* **Text excerpt**

***

It has been about a month since the last earnings report for Brinker International (
EAT Quick Quote EAT - Free Report) . Shares have lost about 1.7% in that time frame, underperforming the S&P 500.
Will the recent negative trend continue leading up to its next earnings release, or is Brinker International due for a breakout? Before we dive into how investors and analysts have reacted as of late, let's take a quick look at its most recent earnings report in order to get a better handle on the important drivers.
Brinker Q4 Earnings Miss, Revenues Beat Estimates
Brinker International, Inc. reported mixed fourth-quarter fiscal 2021 results, wherein earnings missed the Zacks Consensus Estimate but revenues beat the same. The bottom line missed the consensus mark after beating the same for sixth straight quarter. Both the metrics improved year over year. Following the results, the company’s shares moved up 1.3% during the trading hours on Aug 18.
Earnings & Revenue Discussion
The company reported adjusted earnings per share of $1.68, missing the Zacks Consensus Estimate of $1.70. Brinker had reported adjusted loss of 88 cents in the year-ago quarter.
Quarterly revenues of $1,008.6 million beat the consensus mark of $998 million. The top line improved 79.1% on a year-over-year basis. Chili's
Chili’s revenues in the fiscal fourth quarter jumped 72.9% year over year to $914 million, primarily due to increase in dining room sales, robust delivery sales and positive impact of additional operating week. However, this was partly offset by decline in To-Go sales.
Chili's company restaurant expenses (as a percentage of company sales) in the fiscal fourth quarter contracted to 82.9% year over year from 92.2%. The decrease was primarily due to sales leverage, decline in advertising expenses, lower insurance, and decrease in To-Go supplies expenses. The decline was overshadowed by increased manager and hourly wages and bonuses, higher repairs and maintenance expenses, increase in utilities expenses, and unfavorable commodity pricing. Traffic in the quarter rose 51.2% year over year. In fourth-quarter fiscal 2021, company-owned comps rose 59.8% year over year. The segment’s company-owned comps increased 8.5% in the fourth quarter, compared with the same period in 2019. Comps at Chili's franchised restaurants increased 104.6% against a decline of 32.2% in the year-ago quarter. At international franchised Chili’s restaurants, the same increased a whopping 159.1% versus the year-ago quarter’s decrease of 66.1%. Meanwhile, at the U.S. franchised units, comps climbed 84.9% against the year-ago quarter’s slump of 39.9%. At Chili's, domestic comps (including company-owned and franchised) surged 62.1% year over year against the prior-year quarter’s decrease of 33%. Maggiano's
Maggiano's sales soared 190.8% year over year to $94.6 million, primarily due to increase in dining and banquet room sales, higher delivery sales and positive impact of additional operating week. However, the gain was offset by decrease in To-Go sales. Comps increased 147.9% year over year. Traffic in the quarter rose 81.7% year over year.

***

* **Information given**
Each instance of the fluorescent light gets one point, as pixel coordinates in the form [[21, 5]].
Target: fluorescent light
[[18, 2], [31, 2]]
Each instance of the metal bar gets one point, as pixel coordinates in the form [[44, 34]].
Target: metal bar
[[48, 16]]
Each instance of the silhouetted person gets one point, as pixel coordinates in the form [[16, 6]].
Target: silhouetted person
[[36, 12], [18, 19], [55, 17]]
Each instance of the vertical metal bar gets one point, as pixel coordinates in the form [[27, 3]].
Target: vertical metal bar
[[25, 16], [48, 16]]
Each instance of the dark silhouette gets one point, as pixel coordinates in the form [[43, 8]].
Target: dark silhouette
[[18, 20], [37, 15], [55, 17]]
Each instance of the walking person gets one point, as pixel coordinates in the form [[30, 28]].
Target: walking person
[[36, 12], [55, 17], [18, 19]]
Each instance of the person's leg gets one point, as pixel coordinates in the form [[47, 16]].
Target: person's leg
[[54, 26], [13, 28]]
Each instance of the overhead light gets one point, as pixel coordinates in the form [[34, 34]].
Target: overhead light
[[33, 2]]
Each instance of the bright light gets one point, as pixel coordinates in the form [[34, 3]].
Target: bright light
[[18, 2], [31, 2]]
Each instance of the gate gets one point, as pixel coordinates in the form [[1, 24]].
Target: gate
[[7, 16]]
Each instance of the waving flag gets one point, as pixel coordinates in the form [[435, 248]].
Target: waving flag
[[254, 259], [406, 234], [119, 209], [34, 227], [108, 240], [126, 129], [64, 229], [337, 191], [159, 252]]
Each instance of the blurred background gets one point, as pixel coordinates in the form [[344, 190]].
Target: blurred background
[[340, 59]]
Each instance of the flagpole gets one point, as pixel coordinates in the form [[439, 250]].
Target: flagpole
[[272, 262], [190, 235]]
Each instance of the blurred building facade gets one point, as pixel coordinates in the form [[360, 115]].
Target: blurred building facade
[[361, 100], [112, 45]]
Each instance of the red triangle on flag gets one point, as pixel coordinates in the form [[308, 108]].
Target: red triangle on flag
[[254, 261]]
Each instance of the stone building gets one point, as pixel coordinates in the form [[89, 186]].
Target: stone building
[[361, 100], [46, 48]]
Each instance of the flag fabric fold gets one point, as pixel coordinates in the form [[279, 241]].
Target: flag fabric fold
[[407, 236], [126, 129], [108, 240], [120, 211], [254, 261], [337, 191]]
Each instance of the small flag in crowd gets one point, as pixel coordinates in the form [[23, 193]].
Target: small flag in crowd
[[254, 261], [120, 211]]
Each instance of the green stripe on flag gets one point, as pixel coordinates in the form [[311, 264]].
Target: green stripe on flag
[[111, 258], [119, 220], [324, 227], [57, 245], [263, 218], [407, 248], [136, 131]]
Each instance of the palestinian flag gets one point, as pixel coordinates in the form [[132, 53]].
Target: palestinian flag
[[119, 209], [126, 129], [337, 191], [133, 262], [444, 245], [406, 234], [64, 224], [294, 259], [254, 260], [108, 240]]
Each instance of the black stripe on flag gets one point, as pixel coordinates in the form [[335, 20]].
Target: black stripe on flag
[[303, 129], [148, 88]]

***

* **What you should do**
In the Brinker earnings article, by what percentage did Maggiano's sales rise year over year in the fiscal fourth quarter?

* **Answer for this exercise**
190.8%, to $94.6 million.